All of the entries below are to be repeated word for word.
□ □ □ □ □
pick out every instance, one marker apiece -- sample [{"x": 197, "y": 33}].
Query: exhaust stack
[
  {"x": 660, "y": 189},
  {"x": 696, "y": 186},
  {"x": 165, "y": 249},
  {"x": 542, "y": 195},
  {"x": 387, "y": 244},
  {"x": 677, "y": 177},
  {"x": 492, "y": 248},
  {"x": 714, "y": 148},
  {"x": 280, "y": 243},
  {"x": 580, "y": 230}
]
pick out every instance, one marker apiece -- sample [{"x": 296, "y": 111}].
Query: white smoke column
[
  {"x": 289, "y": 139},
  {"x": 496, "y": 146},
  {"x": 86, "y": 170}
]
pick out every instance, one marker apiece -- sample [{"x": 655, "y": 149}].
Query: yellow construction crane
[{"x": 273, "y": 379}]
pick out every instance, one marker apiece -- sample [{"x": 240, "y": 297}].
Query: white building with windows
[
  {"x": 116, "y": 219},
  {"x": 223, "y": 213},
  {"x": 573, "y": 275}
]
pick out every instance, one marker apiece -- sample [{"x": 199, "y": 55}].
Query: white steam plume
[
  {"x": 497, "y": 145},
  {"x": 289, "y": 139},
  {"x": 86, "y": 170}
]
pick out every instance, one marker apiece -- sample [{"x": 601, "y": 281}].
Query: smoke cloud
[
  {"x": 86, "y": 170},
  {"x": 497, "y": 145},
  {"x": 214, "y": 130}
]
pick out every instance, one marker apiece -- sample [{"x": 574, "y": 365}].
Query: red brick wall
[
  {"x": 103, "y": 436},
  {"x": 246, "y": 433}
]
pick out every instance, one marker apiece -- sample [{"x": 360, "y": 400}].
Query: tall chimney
□ □ □ □ □
▸ TASK RESPONSE:
pick out every instance, one marker apiece -- sample [{"x": 197, "y": 33}].
Query: exhaust stack
[
  {"x": 660, "y": 189},
  {"x": 696, "y": 186},
  {"x": 165, "y": 249},
  {"x": 542, "y": 195},
  {"x": 387, "y": 244},
  {"x": 677, "y": 177},
  {"x": 492, "y": 248},
  {"x": 714, "y": 148},
  {"x": 280, "y": 243},
  {"x": 580, "y": 230}
]
pick out every instance, one marker apiece -- sample [{"x": 296, "y": 111}].
Query: white smoke column
[
  {"x": 289, "y": 139},
  {"x": 496, "y": 146},
  {"x": 86, "y": 170}
]
pick out every instance, one marker apiece -- sample [{"x": 655, "y": 149}].
Query: yellow construction crane
[{"x": 273, "y": 379}]
pick out every instance, one marker apiece -- sample [{"x": 240, "y": 297}].
Query: white building with windows
[
  {"x": 116, "y": 219},
  {"x": 223, "y": 213},
  {"x": 573, "y": 275}
]
pick out every instance, one marker apiece -- sample [{"x": 199, "y": 55}].
Query: white steam plume
[
  {"x": 497, "y": 145},
  {"x": 289, "y": 139},
  {"x": 86, "y": 170}
]
pick out every instance, one marker apiece -- sample [{"x": 601, "y": 281}].
Query: smoke cloud
[
  {"x": 86, "y": 170},
  {"x": 497, "y": 145},
  {"x": 214, "y": 130}
]
pick out every instance, one marker apiece -- sample [{"x": 574, "y": 365}].
Query: red brick wall
[
  {"x": 103, "y": 436},
  {"x": 246, "y": 433}
]
pick out every instance, one marker apiece -- sample [{"x": 360, "y": 400}].
Query: tall chimney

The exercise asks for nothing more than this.